__Records for this task__.
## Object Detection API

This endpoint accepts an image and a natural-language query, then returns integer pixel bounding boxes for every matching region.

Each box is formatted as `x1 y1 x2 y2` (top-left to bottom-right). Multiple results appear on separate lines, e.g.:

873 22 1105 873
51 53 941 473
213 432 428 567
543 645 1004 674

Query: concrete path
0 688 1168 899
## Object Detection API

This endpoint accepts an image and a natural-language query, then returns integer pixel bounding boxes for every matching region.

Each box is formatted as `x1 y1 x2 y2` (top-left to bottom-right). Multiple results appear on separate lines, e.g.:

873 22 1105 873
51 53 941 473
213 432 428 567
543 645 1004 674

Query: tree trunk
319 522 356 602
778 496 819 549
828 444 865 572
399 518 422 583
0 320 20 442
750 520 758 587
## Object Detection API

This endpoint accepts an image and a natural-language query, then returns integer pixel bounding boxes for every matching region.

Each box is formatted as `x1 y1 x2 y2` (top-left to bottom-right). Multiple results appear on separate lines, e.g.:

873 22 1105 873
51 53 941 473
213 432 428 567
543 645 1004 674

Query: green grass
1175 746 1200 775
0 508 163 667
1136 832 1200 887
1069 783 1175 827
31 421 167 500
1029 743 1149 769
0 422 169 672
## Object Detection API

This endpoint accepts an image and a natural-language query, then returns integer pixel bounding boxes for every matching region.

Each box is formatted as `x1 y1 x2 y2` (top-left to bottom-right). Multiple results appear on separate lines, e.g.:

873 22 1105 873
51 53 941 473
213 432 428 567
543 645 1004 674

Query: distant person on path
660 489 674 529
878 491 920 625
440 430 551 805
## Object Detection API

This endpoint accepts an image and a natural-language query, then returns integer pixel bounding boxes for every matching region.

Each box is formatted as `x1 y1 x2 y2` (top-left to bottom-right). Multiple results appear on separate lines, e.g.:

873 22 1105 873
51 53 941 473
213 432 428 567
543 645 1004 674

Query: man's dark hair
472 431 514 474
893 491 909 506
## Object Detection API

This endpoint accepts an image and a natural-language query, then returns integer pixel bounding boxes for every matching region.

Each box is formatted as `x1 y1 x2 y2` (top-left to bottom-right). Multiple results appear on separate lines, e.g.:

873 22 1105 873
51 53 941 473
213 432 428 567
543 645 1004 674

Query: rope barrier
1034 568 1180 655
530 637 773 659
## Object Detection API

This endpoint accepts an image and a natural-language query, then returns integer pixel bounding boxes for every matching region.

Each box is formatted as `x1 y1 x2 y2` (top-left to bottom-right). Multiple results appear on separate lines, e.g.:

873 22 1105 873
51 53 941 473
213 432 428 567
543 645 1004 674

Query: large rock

__Prompt__. Word for word, transcribe the complete listing.

__Reply__.
## Object Detection API

This endpoint accepts an image and a natural-language query, then returns integer pixel bounding boxes for every matching region.

Each box is formatted as `x1 y1 x2 y2` (top-left to bottom-right). Multiple results appear on separate lines, e.g.:

873 22 1105 873
51 53 941 473
213 432 428 567
543 645 1004 674

Query: concrete path
0 688 1168 899
## Object Detection API

This endpoint accepts an image and a natural-language query, then returns integer pixel bounding boxes for every matching region.

Each box is formatted as `x1 y1 x2 y2` (top-left to bottom-right). Multiple results appear on separate lines, e.g.:

873 22 1105 873
51 53 941 473
213 432 428 567
543 645 1004 674

Query: tree trunk
319 522 356 602
778 496 819 549
828 444 865 572
399 518 422 583
0 320 20 442
750 520 758 587
## Object Detection API

This endpoint accepts an image and a natural-language query, then returns integer pixel bounding boxes for every matching region.

Each box is formatted as `x1 y1 x2 y2` (top-left to bottom-right). Multiple results appear on separate lines, e.g.:

873 22 1105 873
51 53 941 473
213 432 428 567
543 645 1004 674

Query: green grass
1175 746 1200 775
0 508 163 667
1136 832 1200 887
1069 783 1175 827
31 421 167 500
1029 743 1149 769
0 422 169 672
## Object Detection API

This endpoint accepts an image and a natural-language query, then returns integer pixel bounding boxes for every matching region.

Each box is formatted as `x1 y1 x2 y2` (top-left to bottom-right). Multiple results appear on separate lines, e.g.:

873 22 1105 873
51 53 941 473
213 432 428 567
543 645 1004 674

Query: distant person on path
660 489 674 529
878 491 920 625
440 430 551 805
## Object Detection API

This endpoint accepts an image and a natural-language query, then returns integer pixel bounding boxes for every matching region.

Each box is formatted as `x1 y1 x2 y2` (top-left to bottom-right). Multiple results appear on separate lines, e.g.:

873 22 1105 873
51 53 941 473
213 432 428 567
543 645 1004 674

Query: man's dark hair
472 431 514 474
893 491 909 506
## Object Detection API

This endpoint accepts an image and a natural-language query, then returns integer pixel bounding boxes for every matching region.

Each box is formatted as `x1 y1 x2 y2` (top-left to bottom-right). Multiple results appear on separate lines, e.g.:

873 22 1105 873
51 53 941 473
213 432 428 567
543 645 1004 674

Query: rope barrier
1034 568 1180 655
530 637 773 659
## Object Detection API

This endpoint accepts an image and a natural-language query, then returns integer pixel bounding boxes for every matching region.

Each box is formatted as `x1 y1 x2 y2` (top-left to bottom-right). Multiple results appear on separate lines, e.g.:

873 22 1105 873
51 53 941 473
213 432 428 567
543 645 1004 674

Query: large rock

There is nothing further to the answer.